**What the exercise asks**
Pick out every line in the records below that contains the word "jersey", and copy each of those lines.

Dataset rows:
--------------------------------
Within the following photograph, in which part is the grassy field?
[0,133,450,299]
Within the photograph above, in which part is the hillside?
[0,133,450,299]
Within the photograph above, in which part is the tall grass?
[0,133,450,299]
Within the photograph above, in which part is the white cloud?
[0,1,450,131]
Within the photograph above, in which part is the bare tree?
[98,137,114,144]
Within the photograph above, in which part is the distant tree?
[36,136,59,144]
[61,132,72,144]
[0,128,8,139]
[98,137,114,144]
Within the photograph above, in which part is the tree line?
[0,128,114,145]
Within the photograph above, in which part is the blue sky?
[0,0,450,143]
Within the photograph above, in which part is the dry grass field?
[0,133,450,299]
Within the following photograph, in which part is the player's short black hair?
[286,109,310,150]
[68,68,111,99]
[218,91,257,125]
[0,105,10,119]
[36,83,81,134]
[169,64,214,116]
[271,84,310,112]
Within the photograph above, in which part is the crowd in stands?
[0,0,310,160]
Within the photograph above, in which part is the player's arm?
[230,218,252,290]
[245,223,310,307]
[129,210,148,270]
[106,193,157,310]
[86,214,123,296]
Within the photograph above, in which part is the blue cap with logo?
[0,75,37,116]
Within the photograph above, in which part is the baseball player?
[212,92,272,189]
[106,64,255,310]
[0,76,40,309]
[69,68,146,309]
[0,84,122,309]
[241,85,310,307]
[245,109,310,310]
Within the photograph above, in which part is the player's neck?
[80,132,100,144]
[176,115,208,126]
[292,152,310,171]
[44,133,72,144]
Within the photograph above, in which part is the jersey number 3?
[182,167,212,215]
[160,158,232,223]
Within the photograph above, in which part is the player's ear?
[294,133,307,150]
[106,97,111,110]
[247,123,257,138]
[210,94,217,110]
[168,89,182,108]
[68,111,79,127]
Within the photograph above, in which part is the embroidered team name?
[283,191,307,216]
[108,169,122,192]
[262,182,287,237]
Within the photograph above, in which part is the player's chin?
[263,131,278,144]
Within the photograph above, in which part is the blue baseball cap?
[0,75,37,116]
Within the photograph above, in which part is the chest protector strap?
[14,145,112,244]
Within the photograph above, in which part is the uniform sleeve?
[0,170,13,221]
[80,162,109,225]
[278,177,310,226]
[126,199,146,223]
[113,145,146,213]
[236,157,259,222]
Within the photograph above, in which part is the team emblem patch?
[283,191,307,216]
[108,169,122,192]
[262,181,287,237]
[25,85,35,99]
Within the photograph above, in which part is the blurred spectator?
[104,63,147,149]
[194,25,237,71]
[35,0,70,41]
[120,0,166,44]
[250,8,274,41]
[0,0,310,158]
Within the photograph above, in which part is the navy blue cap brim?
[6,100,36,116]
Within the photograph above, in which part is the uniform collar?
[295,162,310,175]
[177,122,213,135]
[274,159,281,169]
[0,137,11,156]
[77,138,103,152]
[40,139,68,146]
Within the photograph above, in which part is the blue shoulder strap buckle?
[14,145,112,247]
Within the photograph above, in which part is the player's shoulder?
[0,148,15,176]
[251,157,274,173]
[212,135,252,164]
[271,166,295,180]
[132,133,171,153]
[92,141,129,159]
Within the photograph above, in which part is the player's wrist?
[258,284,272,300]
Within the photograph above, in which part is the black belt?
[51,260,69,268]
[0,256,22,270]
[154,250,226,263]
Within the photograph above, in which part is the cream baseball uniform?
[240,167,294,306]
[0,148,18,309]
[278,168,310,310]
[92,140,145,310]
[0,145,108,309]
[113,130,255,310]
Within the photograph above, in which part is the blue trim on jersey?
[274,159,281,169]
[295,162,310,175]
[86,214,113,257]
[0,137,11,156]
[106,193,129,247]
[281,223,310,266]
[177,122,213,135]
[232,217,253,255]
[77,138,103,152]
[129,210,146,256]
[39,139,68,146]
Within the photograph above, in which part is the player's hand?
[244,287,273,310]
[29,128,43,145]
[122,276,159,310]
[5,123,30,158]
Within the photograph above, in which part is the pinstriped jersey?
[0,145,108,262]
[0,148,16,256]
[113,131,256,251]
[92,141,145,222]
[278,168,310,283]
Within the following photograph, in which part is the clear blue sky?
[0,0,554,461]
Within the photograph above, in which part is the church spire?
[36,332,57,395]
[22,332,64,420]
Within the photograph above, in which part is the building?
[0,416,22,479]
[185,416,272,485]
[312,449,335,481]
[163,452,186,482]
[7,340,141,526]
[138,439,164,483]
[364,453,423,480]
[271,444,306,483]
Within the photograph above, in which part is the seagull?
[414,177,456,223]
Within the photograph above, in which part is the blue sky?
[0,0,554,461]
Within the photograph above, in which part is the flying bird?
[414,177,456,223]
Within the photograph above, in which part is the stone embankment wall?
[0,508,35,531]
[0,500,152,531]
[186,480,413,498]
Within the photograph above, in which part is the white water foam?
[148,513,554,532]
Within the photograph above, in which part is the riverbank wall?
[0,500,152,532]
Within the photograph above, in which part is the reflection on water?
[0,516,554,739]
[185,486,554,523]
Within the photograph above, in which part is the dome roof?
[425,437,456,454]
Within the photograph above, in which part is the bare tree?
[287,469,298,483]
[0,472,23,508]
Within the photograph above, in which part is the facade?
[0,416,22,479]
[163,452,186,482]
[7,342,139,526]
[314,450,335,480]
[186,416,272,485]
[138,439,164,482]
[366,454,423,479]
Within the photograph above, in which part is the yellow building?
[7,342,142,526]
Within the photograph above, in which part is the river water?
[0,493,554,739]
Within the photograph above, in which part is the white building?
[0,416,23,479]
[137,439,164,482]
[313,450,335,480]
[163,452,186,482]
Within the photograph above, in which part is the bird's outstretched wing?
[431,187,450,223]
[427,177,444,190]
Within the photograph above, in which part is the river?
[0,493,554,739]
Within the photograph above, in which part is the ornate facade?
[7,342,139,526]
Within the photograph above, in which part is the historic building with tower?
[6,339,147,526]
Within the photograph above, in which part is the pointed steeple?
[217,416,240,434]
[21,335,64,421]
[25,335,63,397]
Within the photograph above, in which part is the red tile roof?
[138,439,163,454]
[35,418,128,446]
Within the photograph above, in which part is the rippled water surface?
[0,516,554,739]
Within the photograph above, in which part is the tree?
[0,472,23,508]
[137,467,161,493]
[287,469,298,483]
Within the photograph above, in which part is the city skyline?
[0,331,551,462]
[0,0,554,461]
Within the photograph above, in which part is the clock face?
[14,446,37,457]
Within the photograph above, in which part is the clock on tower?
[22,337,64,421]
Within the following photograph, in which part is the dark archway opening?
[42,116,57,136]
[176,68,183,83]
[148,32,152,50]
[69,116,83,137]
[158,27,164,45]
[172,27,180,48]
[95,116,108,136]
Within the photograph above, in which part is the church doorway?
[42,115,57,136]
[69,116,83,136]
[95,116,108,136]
--------------------------------
**Exercise result**
Within the photograph above, in which part is the jersey number 3?
Within the photograph above, in which part is the blue trim on jersey?
Within the photograph above, in which part is the pinstriped jersey?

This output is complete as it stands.